# Divorce is almost final, but I am unemployeed help!



## harrismk (Mar 17, 2016)

Anxiousely waiting job offer - after 4 interviews, and 6 of my references were called r/o

and all had positive feedback. I interviewed with VP of sales, the Owner, 2 employees who would be on my team. All gave good feedback and all were separate interviews not together. Last part of the interview was with the VP of sales, lasted 90 min and we reviewed my personality test (results were fine). This was Wednesday, I asked for next steps and she said she need to get with owner to discuss and she would have an answer hopefully by the end of the week. There is also a recruiter involved who is managing the process (she doesnt work at the company). She followed up today and hasn't heard. Now I know to draw up an offer it can take time but I am seriousely stressed out. Im going through divorce and have to be out of the house (we are selling) and am currently unemployeed (i am collecting unemployment insurance). I have 2 daughters and will get no child support. And I have no car or health insuance. The stress I am under is extreme. Before my last job I made an average of 90K plus benefits etc for 9 years. Now I have nothing except equity in the house which I cant get til is sells. Ive been intervieing for 3 months and at my wits end - I want to run away literally. I have 2 girls in elementary and middle school and will have nowhere to live, and my soon to be ex gets to stay in the house til it sells.


----------



## vauxhall101 (Jul 23, 2017)

That's tough, I'm in a similar situation (was just about to start a thread about it actually). First of all, good luck on the job interview, fingers crossed for you. I suppose an obvious first question is: do you have any family or friends who can help you out? Even if it's just a couch to crash on for a little while? 

I don't know exactly what your situation is, but you could just start interviewing for everything, even if it is just a job at the car wash, while you look for something else. Do you have anything you could sell for a little bit of money to tide you over?


----------

Coordinate annotation entries
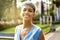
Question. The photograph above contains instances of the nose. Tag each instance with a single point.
(26, 12)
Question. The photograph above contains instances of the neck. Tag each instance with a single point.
(27, 24)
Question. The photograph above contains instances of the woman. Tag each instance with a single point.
(28, 31)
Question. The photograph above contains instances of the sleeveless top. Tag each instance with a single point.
(33, 34)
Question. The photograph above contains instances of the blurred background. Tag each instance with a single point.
(47, 16)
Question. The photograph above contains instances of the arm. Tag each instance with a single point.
(41, 36)
(16, 36)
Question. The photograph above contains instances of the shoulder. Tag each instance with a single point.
(18, 27)
(37, 27)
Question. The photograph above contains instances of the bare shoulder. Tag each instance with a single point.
(41, 36)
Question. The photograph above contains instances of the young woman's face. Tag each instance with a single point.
(27, 12)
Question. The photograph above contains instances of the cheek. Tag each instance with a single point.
(32, 15)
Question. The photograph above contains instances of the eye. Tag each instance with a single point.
(30, 10)
(24, 9)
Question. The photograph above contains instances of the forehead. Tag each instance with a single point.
(26, 7)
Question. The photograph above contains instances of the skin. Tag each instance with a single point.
(27, 14)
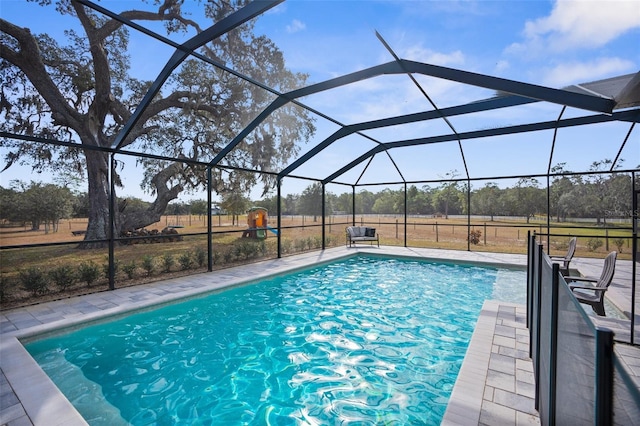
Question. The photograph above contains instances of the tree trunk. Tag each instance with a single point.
(98, 194)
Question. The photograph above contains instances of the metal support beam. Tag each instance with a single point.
(629, 115)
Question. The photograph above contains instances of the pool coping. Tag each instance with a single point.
(43, 403)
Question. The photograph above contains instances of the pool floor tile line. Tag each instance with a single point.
(486, 392)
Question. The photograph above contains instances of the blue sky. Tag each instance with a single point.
(551, 43)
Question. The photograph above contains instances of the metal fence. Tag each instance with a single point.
(580, 378)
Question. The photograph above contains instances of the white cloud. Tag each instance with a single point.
(581, 24)
(583, 72)
(428, 56)
(295, 26)
(502, 65)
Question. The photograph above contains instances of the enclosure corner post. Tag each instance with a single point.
(324, 216)
(112, 222)
(279, 213)
(209, 222)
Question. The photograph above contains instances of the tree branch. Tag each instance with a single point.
(29, 60)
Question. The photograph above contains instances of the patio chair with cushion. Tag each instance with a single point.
(593, 295)
(566, 259)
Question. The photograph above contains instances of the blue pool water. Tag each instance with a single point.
(366, 340)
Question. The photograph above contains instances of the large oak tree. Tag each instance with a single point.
(82, 91)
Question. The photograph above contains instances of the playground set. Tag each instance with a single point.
(257, 221)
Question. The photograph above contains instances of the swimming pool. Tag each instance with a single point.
(366, 340)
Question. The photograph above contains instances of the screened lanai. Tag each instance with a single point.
(185, 101)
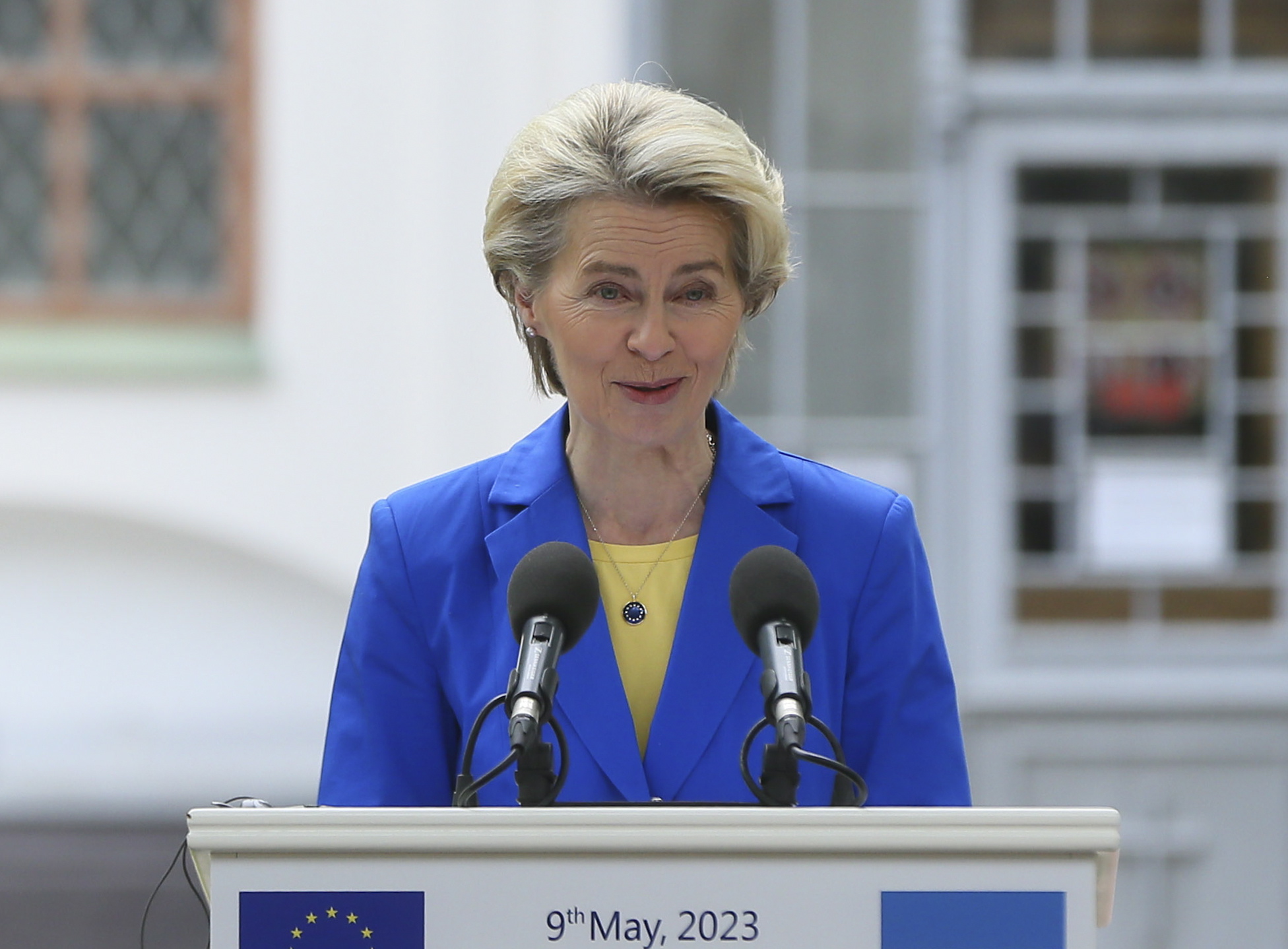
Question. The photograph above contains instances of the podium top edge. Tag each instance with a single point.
(655, 830)
(653, 817)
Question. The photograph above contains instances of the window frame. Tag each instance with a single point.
(988, 478)
(67, 84)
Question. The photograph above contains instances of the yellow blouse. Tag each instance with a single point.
(643, 651)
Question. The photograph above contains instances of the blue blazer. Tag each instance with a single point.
(428, 639)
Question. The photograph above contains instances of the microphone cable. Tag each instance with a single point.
(845, 775)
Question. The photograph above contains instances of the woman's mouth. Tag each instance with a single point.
(651, 393)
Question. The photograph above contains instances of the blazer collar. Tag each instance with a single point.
(709, 661)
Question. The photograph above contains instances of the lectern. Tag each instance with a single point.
(656, 876)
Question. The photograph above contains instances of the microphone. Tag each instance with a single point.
(552, 599)
(775, 605)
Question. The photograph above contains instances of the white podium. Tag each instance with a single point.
(656, 876)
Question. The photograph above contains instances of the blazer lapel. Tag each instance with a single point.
(590, 702)
(709, 659)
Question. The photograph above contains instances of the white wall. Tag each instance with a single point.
(210, 531)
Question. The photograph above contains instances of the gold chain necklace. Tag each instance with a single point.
(634, 610)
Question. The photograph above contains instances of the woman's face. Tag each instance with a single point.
(642, 311)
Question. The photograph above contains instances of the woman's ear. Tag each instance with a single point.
(526, 312)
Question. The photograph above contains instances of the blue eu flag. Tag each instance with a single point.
(971, 920)
(333, 921)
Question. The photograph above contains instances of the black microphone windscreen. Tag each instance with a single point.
(556, 579)
(773, 583)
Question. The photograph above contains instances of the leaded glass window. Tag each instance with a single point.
(124, 158)
(1127, 30)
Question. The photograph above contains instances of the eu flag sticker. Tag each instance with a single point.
(971, 920)
(333, 921)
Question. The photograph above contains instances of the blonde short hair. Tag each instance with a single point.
(638, 142)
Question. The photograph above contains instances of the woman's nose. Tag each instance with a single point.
(651, 337)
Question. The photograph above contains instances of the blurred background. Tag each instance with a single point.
(242, 298)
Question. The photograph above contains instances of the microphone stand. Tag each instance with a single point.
(535, 775)
(779, 773)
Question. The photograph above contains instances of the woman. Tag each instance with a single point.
(633, 231)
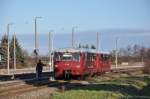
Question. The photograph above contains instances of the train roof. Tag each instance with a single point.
(73, 50)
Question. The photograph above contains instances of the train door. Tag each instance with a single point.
(105, 62)
(90, 63)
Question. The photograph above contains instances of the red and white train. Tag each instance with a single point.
(70, 63)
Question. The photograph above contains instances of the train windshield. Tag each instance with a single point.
(67, 57)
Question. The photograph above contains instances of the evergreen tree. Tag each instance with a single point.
(3, 47)
(19, 51)
(93, 47)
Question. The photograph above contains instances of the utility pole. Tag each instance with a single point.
(51, 55)
(97, 42)
(14, 37)
(73, 29)
(116, 56)
(72, 37)
(14, 52)
(8, 51)
(36, 43)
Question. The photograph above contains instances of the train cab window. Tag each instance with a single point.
(66, 57)
(76, 56)
(57, 56)
(70, 57)
(91, 57)
(105, 57)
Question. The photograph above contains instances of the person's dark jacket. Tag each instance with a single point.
(39, 67)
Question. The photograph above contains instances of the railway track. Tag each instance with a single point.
(20, 87)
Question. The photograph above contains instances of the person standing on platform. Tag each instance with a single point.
(39, 68)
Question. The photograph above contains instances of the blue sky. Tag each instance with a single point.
(125, 17)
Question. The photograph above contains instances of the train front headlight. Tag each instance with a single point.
(78, 66)
(56, 65)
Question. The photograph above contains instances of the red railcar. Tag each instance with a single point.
(78, 63)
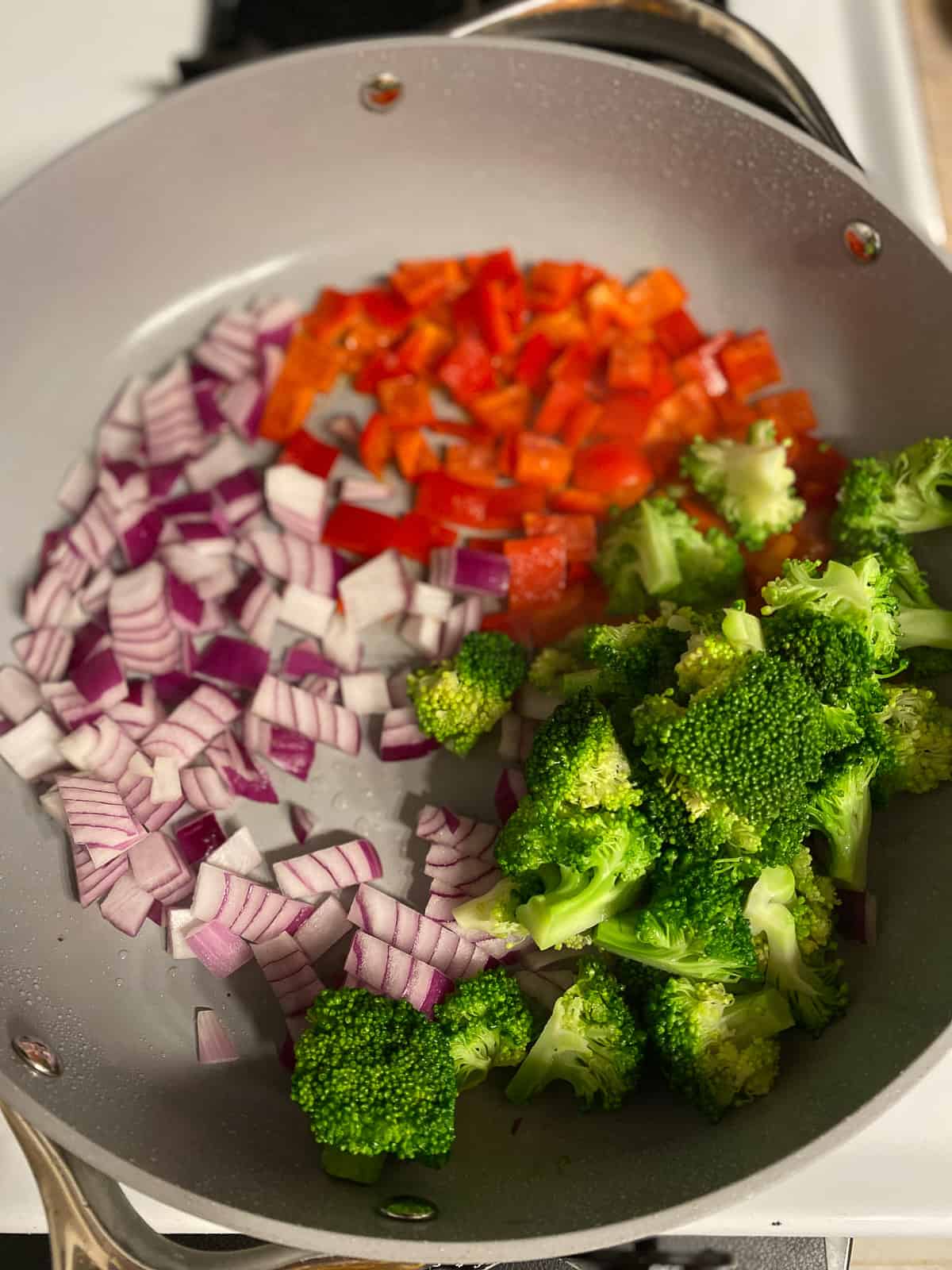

§ Given request 1:
In the forum thread, how long did the last part of the interview, held with the VP of sales, last?
§ Given request 2:
Repeat the passage of the forum thread starting at "That's tough, I'm" and ending at "tide you over?".

§ Task response 1:
It lasted 90 minutes.

§ Task response 2:
That's tough, I'm in a similar situation (was just about to start a thread about it actually). First of all, good luck on the job interview, fingers crossed for you. I suppose an obvious first question is: do you have any family or friends who can help you out? Even if it's just a couch to crash on for a little while? 

I don't know exactly what your situation is, but you could just start interviewing for everything, even if it is just a job at the car wash, while you look for something else. Do you have anything you could sell for a little bit of money to tide you over?